▶ YOUR INSTRUCTIONS
Please copy the lines below word for word, covering the stretch from the start of the lines through the line containing "box: [309, 280, 419, 427]", with both ends included. Leave the pictures out of your copy.

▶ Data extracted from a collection
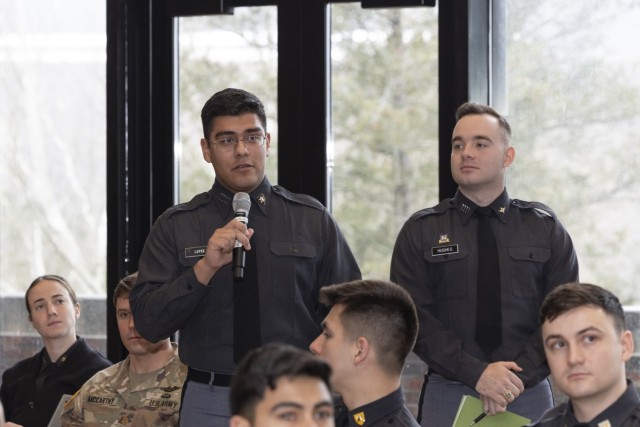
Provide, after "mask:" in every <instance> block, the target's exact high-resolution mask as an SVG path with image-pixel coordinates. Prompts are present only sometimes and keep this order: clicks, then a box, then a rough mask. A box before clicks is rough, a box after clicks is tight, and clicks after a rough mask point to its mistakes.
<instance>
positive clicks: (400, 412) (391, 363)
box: [309, 280, 419, 427]
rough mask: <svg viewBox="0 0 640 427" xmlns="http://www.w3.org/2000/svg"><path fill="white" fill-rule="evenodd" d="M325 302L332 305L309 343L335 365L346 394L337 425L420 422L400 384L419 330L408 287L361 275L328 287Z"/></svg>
mask: <svg viewBox="0 0 640 427" xmlns="http://www.w3.org/2000/svg"><path fill="white" fill-rule="evenodd" d="M320 302H322V303H323V304H325V305H327V306H329V307H331V311H330V312H329V314H328V315H327V317H326V318H325V320H324V322H322V327H323V330H324V331H323V333H322V334H320V336H319V337H318V338H316V340H315V341H314V342H312V343H311V345H310V346H309V348H310V349H311V351H312V352H313V353H314V354H316V355H318V356H319V357H321V358H322V359H324V360H326V361H327V362H328V363H329V365H331V368H332V370H333V375H332V377H331V382H332V385H333V387H334V390H335V391H336V392H337V393H339V394H340V396H341V398H342V404H341V403H340V402H338V404H337V413H336V425H338V426H339V427H342V426H346V425H350V426H355V425H359V426H362V425H365V426H367V427H369V426H371V427H375V426H412V427H419V424H418V422H417V421H416V420H415V418H414V416H413V415H412V414H411V412H410V411H409V409H407V407H406V405H405V401H404V396H403V394H402V389H401V388H400V380H401V375H402V369H403V368H404V364H405V362H406V360H407V356H408V355H409V353H410V352H411V349H412V348H413V345H414V344H415V342H416V335H417V333H418V317H417V314H416V308H415V306H414V305H413V301H412V300H411V297H410V296H409V294H408V293H407V291H405V290H404V289H402V288H401V287H400V286H398V285H396V284H395V283H391V282H387V281H380V280H356V281H353V282H349V283H343V284H340V285H333V286H327V287H324V288H322V289H321V290H320ZM347 412H348V414H347Z"/></svg>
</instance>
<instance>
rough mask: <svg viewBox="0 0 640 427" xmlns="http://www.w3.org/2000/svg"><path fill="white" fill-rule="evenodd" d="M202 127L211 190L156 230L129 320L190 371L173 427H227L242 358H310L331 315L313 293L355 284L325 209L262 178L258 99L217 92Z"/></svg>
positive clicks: (135, 293)
mask: <svg viewBox="0 0 640 427" xmlns="http://www.w3.org/2000/svg"><path fill="white" fill-rule="evenodd" d="M202 127H203V130H204V138H202V139H201V140H200V146H201V149H202V155H203V157H204V159H205V161H207V162H208V163H211V164H212V165H213V168H214V171H215V181H214V183H213V187H212V188H211V190H210V191H208V192H206V193H202V194H199V195H197V196H195V197H194V198H193V199H192V200H191V201H189V202H187V203H183V204H180V205H177V206H174V207H172V208H170V209H168V210H167V211H166V212H165V213H164V214H163V215H161V216H160V218H159V219H158V220H157V221H156V223H155V224H154V226H153V228H152V230H151V232H150V234H149V236H148V238H147V242H146V243H145V247H144V249H143V251H142V255H141V257H140V261H139V266H138V267H139V277H138V283H137V284H136V286H135V287H134V288H133V290H132V292H131V309H132V312H133V316H134V318H135V323H136V327H137V328H138V330H139V331H140V333H141V335H142V336H143V337H145V338H147V339H149V340H151V341H156V340H159V339H164V338H166V337H168V336H170V335H171V334H173V333H174V332H176V331H179V332H180V335H179V340H180V358H181V360H182V361H183V362H184V363H186V364H187V365H188V366H189V373H188V377H187V383H186V385H185V393H184V397H183V405H182V410H181V416H180V423H181V424H183V425H194V426H195V425H198V426H200V425H215V426H217V425H220V426H222V425H227V424H228V422H229V420H228V419H229V415H230V411H229V397H228V394H229V384H230V382H231V377H232V375H233V374H234V372H235V370H236V367H237V363H238V362H239V360H240V359H241V358H242V356H243V355H244V354H245V353H246V352H247V351H248V350H249V349H251V348H254V347H257V346H259V345H261V344H265V343H270V342H282V343H288V344H291V345H294V346H296V347H299V348H306V347H307V345H308V344H309V342H310V341H311V340H312V339H313V338H314V337H315V336H317V334H318V333H319V332H320V322H321V321H322V319H323V317H324V315H325V314H326V309H324V308H323V307H322V306H321V305H320V304H319V303H318V300H317V297H318V292H319V291H320V288H321V287H323V286H326V285H330V284H332V283H339V282H344V281H348V280H353V279H358V278H360V276H361V275H360V270H359V268H358V265H357V263H356V261H355V258H354V256H353V254H352V253H351V250H350V248H349V246H348V244H347V242H346V240H345V238H344V237H343V235H342V233H341V232H340V230H339V228H338V226H337V224H336V222H335V221H334V220H333V218H332V217H331V215H330V214H329V212H328V211H327V210H326V209H325V208H324V206H323V205H322V204H321V203H319V202H318V201H317V200H315V199H314V198H312V197H310V196H307V195H303V194H293V193H291V192H289V191H287V190H285V189H284V188H282V187H280V186H277V185H276V186H273V185H271V183H270V182H269V180H268V179H267V178H266V176H265V164H266V160H267V157H268V155H269V148H270V146H271V135H270V134H269V132H267V119H266V115H265V111H264V107H263V105H262V103H261V102H260V100H259V99H258V98H257V97H256V96H255V95H253V94H251V93H249V92H246V91H244V90H240V89H225V90H222V91H220V92H217V93H215V94H214V95H213V96H212V97H211V98H210V99H209V100H208V101H207V102H206V103H205V105H204V107H203V108H202ZM300 142H301V143H303V141H300ZM241 193H246V194H244V195H243V194H241ZM247 194H248V197H247V199H248V200H250V206H249V208H248V209H246V207H245V208H243V209H244V210H245V211H246V210H248V227H247V225H246V224H245V223H244V222H241V221H238V220H236V219H234V210H238V209H234V207H233V200H234V198H236V197H238V198H242V196H246V195H247ZM236 195H237V196H236ZM236 243H238V244H240V245H241V246H242V247H243V248H244V249H245V250H246V254H245V255H246V267H245V268H244V275H245V277H243V278H242V280H241V281H240V280H239V281H236V282H234V277H233V272H232V265H231V262H232V259H233V258H234V257H233V256H232V253H233V252H234V246H235V245H236ZM236 252H237V251H236ZM241 255H242V254H241V253H240V254H238V257H237V258H236V260H241V258H242V256H241Z"/></svg>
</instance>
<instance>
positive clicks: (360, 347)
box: [353, 337, 371, 365]
mask: <svg viewBox="0 0 640 427" xmlns="http://www.w3.org/2000/svg"><path fill="white" fill-rule="evenodd" d="M356 350H357V351H356V354H355V355H354V357H353V362H354V364H355V365H358V364H360V363H362V362H364V361H365V360H367V358H368V357H369V352H370V351H371V346H370V345H369V340H368V339H366V338H365V337H359V338H358V339H357V340H356Z"/></svg>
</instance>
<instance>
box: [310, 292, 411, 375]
mask: <svg viewBox="0 0 640 427" xmlns="http://www.w3.org/2000/svg"><path fill="white" fill-rule="evenodd" d="M320 302H321V303H323V304H325V305H327V306H333V305H336V304H340V305H342V306H343V307H344V310H343V312H342V314H341V316H340V319H341V321H342V324H343V327H344V329H345V332H346V333H347V334H348V335H349V336H350V337H353V338H357V337H360V336H364V337H365V338H367V340H369V342H371V344H372V345H373V346H374V348H375V349H376V352H377V354H378V356H379V357H380V364H381V366H382V368H383V369H386V370H389V371H390V372H393V373H397V374H399V373H401V372H402V369H403V368H404V363H405V361H406V360H407V356H408V355H409V353H410V352H411V350H412V349H413V346H414V345H415V343H416V336H417V334H418V316H417V314H416V307H415V304H414V303H413V300H412V299H411V296H410V295H409V293H408V292H407V291H406V290H404V289H403V288H402V287H400V286H399V285H397V284H395V283H392V282H389V281H385V280H356V281H353V282H347V283H342V284H338V285H331V286H326V287H323V288H321V289H320Z"/></svg>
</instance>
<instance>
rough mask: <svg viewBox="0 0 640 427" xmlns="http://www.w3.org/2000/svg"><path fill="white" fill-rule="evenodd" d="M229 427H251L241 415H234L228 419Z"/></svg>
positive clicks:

▶ ANSWER BOX
Provide, after "mask:" in every <instance> block, the target's exact high-resolution mask as an SVG path with image-pixel coordinates. Prompts are present only sometimes and keep this order: clicks, then a box, then a rough mask. A box before clicks is rough, a box after clicks is tight, and clicks after a rough mask point to its mistakes.
<instance>
positive clicks: (400, 412) (391, 363)
box: [309, 280, 419, 427]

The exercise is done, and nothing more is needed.